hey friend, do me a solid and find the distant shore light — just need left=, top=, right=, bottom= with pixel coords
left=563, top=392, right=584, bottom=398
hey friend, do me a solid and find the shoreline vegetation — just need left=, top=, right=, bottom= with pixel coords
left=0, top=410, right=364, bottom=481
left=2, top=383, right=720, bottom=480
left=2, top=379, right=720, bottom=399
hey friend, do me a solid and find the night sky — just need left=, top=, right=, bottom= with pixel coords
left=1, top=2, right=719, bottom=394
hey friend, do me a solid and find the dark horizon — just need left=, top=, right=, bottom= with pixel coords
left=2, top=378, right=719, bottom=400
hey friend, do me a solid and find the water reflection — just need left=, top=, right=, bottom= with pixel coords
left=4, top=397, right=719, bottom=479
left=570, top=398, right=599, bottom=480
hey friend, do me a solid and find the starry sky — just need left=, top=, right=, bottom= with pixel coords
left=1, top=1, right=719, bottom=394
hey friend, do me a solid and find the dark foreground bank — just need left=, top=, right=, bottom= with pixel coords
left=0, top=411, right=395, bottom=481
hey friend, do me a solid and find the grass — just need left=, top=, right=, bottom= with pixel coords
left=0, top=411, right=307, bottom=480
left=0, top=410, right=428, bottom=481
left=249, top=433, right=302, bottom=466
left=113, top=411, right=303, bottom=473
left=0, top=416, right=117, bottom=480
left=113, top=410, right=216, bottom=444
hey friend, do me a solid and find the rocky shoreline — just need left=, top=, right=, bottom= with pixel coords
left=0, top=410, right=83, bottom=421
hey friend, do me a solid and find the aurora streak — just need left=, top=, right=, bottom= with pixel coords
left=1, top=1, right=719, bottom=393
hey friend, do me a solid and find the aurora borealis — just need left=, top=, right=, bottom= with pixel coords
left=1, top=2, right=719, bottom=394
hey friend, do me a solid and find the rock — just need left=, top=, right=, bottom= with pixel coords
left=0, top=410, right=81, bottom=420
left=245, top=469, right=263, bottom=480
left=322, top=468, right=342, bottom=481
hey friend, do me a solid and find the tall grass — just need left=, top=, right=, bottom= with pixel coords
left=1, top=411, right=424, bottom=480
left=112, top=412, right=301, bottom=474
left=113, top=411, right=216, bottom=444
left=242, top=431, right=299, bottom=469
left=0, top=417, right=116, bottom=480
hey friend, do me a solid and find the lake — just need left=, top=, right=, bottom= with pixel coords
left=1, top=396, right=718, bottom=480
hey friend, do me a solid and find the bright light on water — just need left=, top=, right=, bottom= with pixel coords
============
▶ **HOW TO COMPLETE THIS TASK**: Print the data again exactly.

▶ **OUTPUT**:
hey friend, do me a solid and find the distant shore light — just need left=, top=, right=, bottom= with pixel coords
left=563, top=392, right=584, bottom=398
hey friend, do me a solid and find the shoreline vegetation — just need left=, top=, right=, bottom= with pixel coords
left=0, top=410, right=364, bottom=481
left=2, top=383, right=720, bottom=480
left=2, top=379, right=720, bottom=399
hey friend, do me a solid and find the night sky — just need left=, top=, right=, bottom= with pixel coords
left=1, top=2, right=719, bottom=394
hey friend, do me a solid and find the dark horizon — just need left=, top=, right=, bottom= with pixel coords
left=2, top=378, right=719, bottom=400
hey friend, do me a solid and find the water reflection — just need left=, top=, right=, bottom= with pixel coords
left=4, top=397, right=719, bottom=479
left=570, top=398, right=599, bottom=480
hey friend, do me a solid and find the starry sky — just need left=, top=, right=, bottom= with pixel coords
left=1, top=1, right=719, bottom=394
hey friend, do me a solid and find the dark foreground bank — just need left=, top=, right=, bottom= with pixel coords
left=0, top=411, right=395, bottom=481
hey friend, do me a solid and find the grass — just need left=, top=, right=, bottom= with pixel coords
left=0, top=411, right=307, bottom=480
left=0, top=410, right=428, bottom=481
left=249, top=433, right=302, bottom=466
left=113, top=411, right=303, bottom=473
left=0, top=416, right=117, bottom=480
left=113, top=410, right=216, bottom=444
hey friend, do me a solid and find the rocky shoreline — just need left=, top=, right=, bottom= with pixel coords
left=0, top=410, right=83, bottom=421
hey friend, do me a solid and find the aurora streak — just need left=, top=, right=, bottom= with pixel coords
left=1, top=1, right=719, bottom=393
hey friend, do me a solid and find the aurora borealis — just need left=, top=, right=, bottom= with pixel coords
left=1, top=2, right=719, bottom=394
hey friend, do me a solid and find the rock — just need left=, top=, right=, bottom= with pixel coords
left=0, top=410, right=81, bottom=420
left=245, top=469, right=263, bottom=480
left=322, top=468, right=342, bottom=481
hey friend, do me a solid and find the tall grass — just need left=, top=, right=, bottom= with pixel coords
left=1, top=411, right=424, bottom=480
left=112, top=412, right=301, bottom=474
left=113, top=411, right=216, bottom=444
left=242, top=431, right=299, bottom=469
left=0, top=417, right=116, bottom=480
hey friend, do me a solid and find the lake — just need left=, top=, right=, bottom= with pixel coords
left=1, top=396, right=718, bottom=480
hey friend, do me a solid and find the bright light on water — just need left=, top=, right=, bottom= with pixel coords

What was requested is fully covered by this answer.